Extracted records:
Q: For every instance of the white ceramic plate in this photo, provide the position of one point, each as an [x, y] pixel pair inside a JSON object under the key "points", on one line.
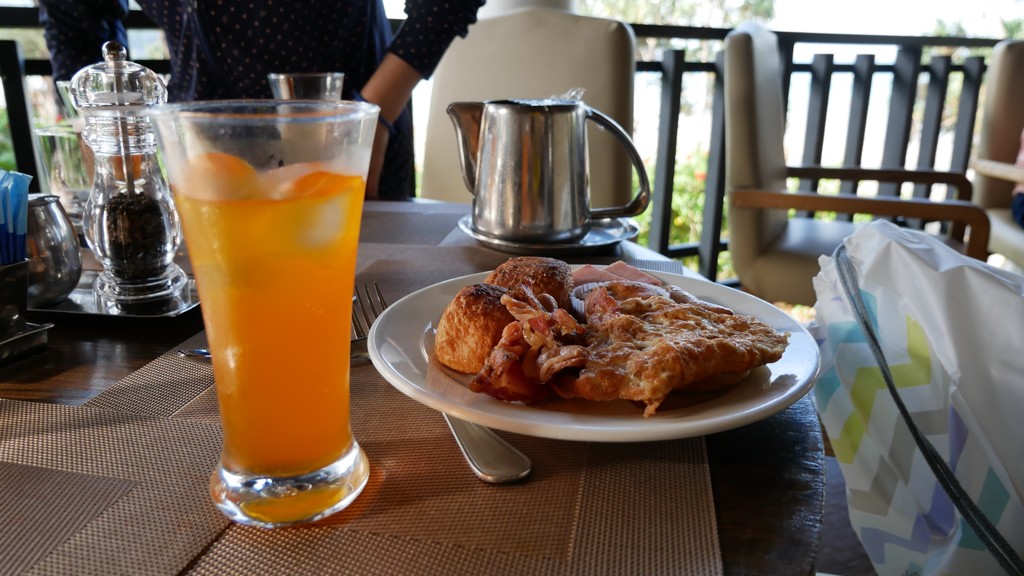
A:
{"points": [[401, 344]]}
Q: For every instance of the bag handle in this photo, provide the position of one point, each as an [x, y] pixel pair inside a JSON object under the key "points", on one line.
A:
{"points": [[996, 544]]}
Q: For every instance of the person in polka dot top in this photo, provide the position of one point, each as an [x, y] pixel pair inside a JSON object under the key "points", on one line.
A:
{"points": [[224, 49]]}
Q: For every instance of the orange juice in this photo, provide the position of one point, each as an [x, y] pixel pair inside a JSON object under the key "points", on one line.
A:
{"points": [[273, 256]]}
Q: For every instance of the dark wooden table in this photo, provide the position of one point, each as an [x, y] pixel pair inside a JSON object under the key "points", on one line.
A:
{"points": [[767, 478]]}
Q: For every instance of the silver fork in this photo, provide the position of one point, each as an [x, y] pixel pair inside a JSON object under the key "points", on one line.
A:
{"points": [[491, 458]]}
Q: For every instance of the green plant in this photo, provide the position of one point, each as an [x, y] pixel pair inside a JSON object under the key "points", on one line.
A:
{"points": [[687, 209]]}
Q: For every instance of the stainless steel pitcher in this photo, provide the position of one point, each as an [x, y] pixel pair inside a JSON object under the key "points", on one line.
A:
{"points": [[54, 254], [526, 164]]}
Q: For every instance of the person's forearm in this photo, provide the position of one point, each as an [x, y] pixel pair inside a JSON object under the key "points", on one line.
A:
{"points": [[391, 86]]}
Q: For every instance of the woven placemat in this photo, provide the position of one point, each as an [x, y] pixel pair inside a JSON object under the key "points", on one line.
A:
{"points": [[93, 491]]}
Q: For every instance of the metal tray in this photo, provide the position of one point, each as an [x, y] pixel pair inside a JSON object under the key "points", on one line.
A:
{"points": [[23, 343], [84, 301]]}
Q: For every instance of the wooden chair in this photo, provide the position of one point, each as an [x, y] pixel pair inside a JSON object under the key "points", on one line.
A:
{"points": [[775, 255], [536, 53], [1000, 139]]}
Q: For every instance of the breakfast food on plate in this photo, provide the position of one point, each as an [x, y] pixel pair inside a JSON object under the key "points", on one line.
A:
{"points": [[541, 275], [470, 326], [636, 339]]}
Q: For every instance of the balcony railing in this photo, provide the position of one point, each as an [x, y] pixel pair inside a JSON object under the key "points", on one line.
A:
{"points": [[929, 96]]}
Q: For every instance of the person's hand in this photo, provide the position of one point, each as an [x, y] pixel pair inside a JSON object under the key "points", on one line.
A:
{"points": [[377, 161], [389, 87]]}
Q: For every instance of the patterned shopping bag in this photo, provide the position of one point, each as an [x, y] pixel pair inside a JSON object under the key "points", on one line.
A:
{"points": [[951, 330]]}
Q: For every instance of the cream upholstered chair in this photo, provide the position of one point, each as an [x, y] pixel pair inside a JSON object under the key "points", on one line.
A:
{"points": [[774, 255], [536, 53], [1001, 136]]}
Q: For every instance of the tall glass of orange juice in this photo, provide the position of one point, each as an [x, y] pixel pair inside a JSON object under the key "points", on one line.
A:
{"points": [[270, 195]]}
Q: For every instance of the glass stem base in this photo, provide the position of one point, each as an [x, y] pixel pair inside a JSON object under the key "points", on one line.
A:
{"points": [[276, 501], [118, 290]]}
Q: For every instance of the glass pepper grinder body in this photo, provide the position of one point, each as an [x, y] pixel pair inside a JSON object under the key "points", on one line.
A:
{"points": [[130, 220]]}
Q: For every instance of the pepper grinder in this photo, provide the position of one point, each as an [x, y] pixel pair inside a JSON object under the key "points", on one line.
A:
{"points": [[130, 221]]}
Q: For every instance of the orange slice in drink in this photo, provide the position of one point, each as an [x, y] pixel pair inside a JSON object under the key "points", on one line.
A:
{"points": [[216, 175]]}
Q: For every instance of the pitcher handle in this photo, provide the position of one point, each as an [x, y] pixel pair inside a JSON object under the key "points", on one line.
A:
{"points": [[642, 197]]}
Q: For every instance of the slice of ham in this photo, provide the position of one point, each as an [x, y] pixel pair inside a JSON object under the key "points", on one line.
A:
{"points": [[587, 274], [621, 271], [629, 273]]}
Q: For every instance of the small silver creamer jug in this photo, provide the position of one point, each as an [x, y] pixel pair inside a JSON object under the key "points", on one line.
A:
{"points": [[525, 162], [53, 251]]}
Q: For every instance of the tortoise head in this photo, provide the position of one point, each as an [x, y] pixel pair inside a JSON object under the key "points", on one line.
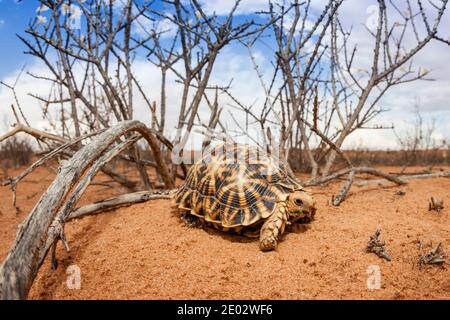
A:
{"points": [[301, 206]]}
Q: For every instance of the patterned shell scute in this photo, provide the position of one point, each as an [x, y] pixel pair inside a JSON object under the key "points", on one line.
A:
{"points": [[235, 186]]}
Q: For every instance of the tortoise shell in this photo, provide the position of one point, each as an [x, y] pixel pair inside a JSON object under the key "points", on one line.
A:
{"points": [[234, 186]]}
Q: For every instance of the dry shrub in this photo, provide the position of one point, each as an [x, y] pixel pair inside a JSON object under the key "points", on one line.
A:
{"points": [[15, 152]]}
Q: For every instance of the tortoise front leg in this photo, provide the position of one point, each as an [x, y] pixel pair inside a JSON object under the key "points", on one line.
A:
{"points": [[272, 228]]}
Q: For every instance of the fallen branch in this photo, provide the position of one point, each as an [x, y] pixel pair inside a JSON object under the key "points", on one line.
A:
{"points": [[116, 202], [41, 135], [44, 224], [406, 178]]}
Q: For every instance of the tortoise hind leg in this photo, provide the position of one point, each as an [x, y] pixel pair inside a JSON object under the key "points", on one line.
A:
{"points": [[272, 228]]}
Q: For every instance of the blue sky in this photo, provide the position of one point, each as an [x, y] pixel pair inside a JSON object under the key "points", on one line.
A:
{"points": [[234, 63], [14, 18]]}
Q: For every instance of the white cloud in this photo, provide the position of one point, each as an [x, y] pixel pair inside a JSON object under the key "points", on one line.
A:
{"points": [[235, 64]]}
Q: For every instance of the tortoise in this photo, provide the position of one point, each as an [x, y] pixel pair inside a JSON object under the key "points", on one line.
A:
{"points": [[244, 190]]}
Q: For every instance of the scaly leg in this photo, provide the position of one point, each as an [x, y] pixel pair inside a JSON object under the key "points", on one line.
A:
{"points": [[273, 228], [190, 220]]}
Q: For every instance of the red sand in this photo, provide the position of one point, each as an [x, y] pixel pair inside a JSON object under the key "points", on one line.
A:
{"points": [[145, 251]]}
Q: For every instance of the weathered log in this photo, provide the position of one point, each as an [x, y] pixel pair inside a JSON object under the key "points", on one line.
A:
{"points": [[116, 202], [31, 131]]}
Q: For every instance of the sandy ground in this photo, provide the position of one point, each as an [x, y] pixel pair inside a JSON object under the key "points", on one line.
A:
{"points": [[146, 252]]}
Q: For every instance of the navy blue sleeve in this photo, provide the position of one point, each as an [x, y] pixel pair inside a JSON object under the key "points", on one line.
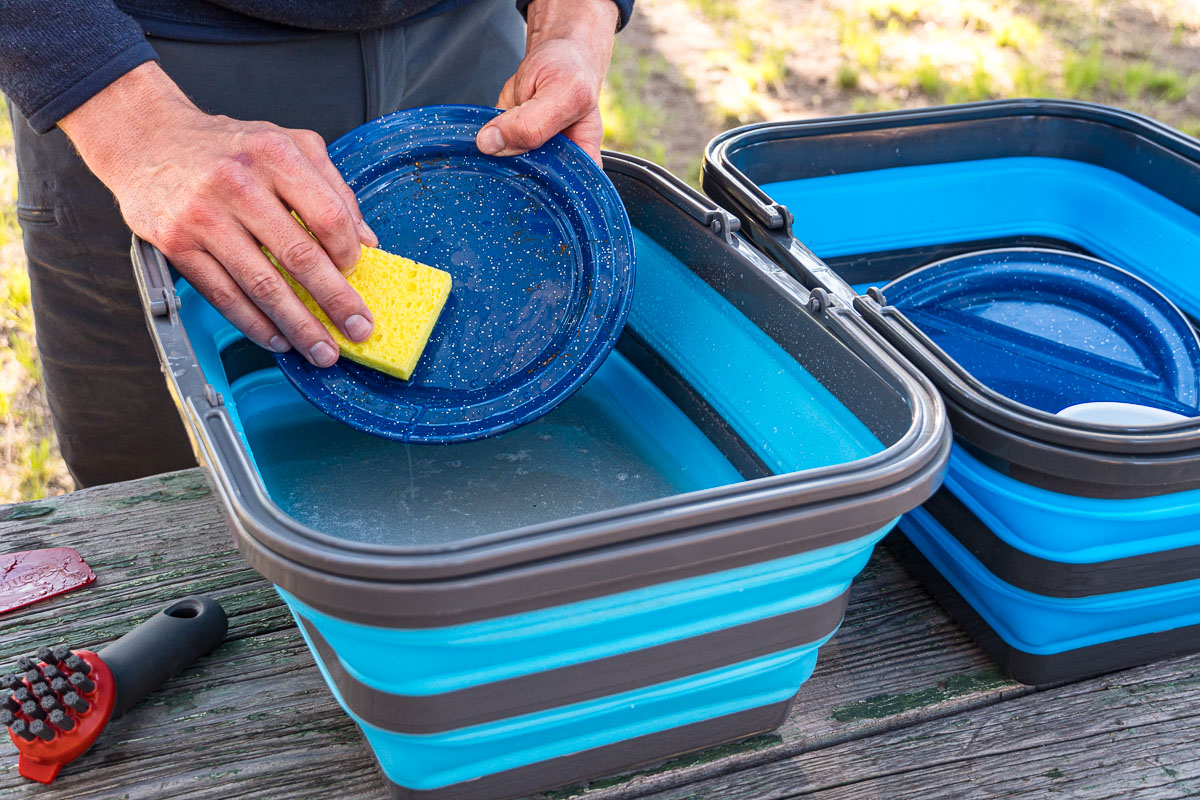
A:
{"points": [[55, 54], [624, 6]]}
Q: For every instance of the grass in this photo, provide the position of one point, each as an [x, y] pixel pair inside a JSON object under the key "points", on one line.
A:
{"points": [[630, 122], [763, 59]]}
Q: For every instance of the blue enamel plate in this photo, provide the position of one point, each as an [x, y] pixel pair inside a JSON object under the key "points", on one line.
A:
{"points": [[1054, 330], [541, 254]]}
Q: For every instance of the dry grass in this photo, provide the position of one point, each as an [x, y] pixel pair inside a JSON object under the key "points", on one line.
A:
{"points": [[689, 68]]}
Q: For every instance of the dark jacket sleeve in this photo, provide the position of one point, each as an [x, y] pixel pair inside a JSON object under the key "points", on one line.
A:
{"points": [[624, 6], [55, 54]]}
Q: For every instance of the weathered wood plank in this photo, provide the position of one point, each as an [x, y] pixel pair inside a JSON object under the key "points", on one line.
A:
{"points": [[251, 720], [1131, 734], [255, 719]]}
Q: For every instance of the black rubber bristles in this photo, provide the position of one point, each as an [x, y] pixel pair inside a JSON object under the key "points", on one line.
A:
{"points": [[60, 720], [75, 703], [75, 663], [82, 683], [51, 655], [33, 710], [41, 729]]}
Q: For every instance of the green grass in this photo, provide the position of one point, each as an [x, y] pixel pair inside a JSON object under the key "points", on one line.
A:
{"points": [[717, 11], [630, 122], [847, 77], [861, 43], [1083, 72], [928, 79]]}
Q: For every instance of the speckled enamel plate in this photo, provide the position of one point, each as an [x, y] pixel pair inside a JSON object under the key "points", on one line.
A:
{"points": [[541, 254]]}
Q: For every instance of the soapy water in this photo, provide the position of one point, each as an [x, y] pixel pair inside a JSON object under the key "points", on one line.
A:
{"points": [[595, 451]]}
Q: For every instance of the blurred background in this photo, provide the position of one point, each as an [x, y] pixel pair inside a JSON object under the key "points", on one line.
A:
{"points": [[685, 70]]}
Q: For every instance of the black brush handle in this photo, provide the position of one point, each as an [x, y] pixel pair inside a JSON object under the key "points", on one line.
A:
{"points": [[162, 647]]}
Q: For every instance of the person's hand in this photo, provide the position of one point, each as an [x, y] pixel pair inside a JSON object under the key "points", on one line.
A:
{"points": [[208, 191], [557, 86]]}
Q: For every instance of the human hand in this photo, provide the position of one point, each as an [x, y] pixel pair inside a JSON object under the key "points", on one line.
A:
{"points": [[208, 191], [557, 86]]}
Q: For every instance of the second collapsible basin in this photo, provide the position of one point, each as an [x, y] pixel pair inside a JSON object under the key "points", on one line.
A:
{"points": [[647, 570], [1068, 547]]}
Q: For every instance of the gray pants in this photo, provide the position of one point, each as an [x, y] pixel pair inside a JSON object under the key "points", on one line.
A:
{"points": [[112, 411]]}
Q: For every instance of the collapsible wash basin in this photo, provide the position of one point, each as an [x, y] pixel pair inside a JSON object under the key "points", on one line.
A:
{"points": [[647, 570], [1077, 516]]}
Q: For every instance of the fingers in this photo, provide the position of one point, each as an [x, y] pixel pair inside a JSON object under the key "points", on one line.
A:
{"points": [[306, 262], [313, 148], [303, 188], [207, 275], [553, 107], [588, 133], [264, 286]]}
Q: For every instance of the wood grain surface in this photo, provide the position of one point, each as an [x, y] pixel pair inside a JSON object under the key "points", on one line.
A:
{"points": [[901, 704]]}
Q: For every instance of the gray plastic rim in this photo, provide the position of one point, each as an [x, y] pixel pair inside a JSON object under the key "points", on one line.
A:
{"points": [[726, 525], [587, 680], [769, 226]]}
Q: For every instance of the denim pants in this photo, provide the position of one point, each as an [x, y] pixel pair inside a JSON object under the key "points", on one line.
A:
{"points": [[112, 411]]}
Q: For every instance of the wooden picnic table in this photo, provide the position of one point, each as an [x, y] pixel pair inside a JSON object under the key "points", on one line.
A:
{"points": [[903, 704]]}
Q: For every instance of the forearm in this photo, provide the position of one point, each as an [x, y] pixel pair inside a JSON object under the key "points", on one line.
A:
{"points": [[145, 101], [55, 54]]}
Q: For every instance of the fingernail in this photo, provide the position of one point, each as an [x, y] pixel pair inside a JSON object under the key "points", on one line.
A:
{"points": [[323, 355], [357, 328], [491, 140], [369, 236]]}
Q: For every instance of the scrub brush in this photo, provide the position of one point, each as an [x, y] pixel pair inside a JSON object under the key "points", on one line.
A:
{"points": [[406, 299], [58, 703]]}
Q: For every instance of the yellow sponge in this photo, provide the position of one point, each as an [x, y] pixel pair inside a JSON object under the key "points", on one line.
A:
{"points": [[406, 299]]}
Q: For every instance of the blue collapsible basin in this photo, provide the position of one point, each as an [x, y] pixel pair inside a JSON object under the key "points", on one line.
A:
{"points": [[647, 570], [1089, 523]]}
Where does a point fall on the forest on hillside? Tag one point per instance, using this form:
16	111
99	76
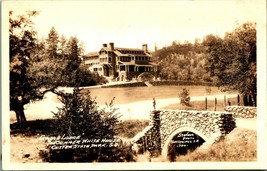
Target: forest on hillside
226	62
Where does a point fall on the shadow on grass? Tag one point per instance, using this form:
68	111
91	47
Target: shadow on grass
34	127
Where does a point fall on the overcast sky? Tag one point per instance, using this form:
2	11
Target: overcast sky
133	23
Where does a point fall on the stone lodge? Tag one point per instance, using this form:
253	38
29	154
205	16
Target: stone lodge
120	63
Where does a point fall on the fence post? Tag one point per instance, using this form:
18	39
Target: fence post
206	103
224	100
215	104
238	100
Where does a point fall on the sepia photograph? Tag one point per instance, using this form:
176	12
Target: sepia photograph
129	84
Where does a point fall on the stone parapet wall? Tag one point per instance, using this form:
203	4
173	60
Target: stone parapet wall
211	124
242	111
163	123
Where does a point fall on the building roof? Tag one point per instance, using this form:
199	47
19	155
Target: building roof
91	54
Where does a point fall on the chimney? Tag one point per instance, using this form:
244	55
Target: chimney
111	46
145	48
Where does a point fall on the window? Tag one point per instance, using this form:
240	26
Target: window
122	68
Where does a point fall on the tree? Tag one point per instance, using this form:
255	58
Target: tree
52	44
31	73
22	42
232	60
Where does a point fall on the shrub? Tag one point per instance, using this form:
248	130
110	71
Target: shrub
80	116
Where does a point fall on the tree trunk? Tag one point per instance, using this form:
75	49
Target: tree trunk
20	115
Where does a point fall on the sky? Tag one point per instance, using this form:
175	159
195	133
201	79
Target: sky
133	23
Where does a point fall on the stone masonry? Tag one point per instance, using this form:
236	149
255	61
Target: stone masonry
165	124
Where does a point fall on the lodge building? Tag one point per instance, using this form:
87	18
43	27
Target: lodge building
120	63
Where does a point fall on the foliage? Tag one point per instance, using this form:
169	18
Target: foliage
184	97
22	45
146	76
80	116
183	62
227	62
232	60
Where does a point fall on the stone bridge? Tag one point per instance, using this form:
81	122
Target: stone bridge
166	127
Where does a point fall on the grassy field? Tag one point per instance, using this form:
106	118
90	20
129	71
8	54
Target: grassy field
135	94
129	128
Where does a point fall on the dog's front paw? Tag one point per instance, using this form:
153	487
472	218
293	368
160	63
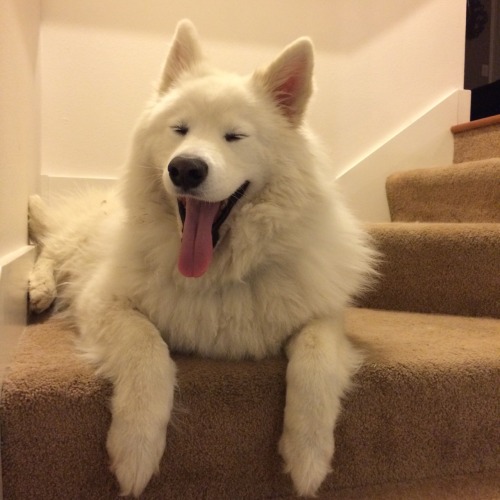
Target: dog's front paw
135	451
307	459
42	291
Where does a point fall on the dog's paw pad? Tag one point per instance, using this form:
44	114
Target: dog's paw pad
41	294
308	465
135	455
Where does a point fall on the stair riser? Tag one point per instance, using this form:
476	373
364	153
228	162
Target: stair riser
438	268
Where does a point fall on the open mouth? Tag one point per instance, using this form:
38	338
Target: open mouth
201	222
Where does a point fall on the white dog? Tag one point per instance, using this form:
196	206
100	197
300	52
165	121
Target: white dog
226	239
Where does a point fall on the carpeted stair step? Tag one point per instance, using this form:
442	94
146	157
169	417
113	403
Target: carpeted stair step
424	410
440	268
477	140
467	192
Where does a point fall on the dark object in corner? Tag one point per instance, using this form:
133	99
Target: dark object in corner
485	101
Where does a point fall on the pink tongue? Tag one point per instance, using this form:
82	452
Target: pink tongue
196	247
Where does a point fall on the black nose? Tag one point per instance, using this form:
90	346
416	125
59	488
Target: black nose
187	172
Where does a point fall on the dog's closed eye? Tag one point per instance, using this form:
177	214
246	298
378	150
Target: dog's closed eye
233	136
180	129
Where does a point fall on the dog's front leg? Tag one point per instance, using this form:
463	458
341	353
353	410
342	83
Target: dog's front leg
130	352
321	364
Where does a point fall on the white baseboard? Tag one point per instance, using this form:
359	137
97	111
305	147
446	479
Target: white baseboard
14	272
425	142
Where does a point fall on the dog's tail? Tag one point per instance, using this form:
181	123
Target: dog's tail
40	219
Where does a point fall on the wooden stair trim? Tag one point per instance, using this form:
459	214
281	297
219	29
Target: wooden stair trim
483	122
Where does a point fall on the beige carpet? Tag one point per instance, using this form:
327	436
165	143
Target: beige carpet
426	405
468	192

- [AIM OF THE TASK] Match on "gray": copy every line in the records that has it.

- [THE ANSWER]
Q: For every instance of the gray pants in this photo, provide the position of one point, each as an [x, y] pixel pair inside a JSON object under the key "points", on one line.
Q: For every instance of the gray plastic rim in this photo, provide the position of one point, each as an [x, y] pixel pair inside a JSON object under the key "points", on one line.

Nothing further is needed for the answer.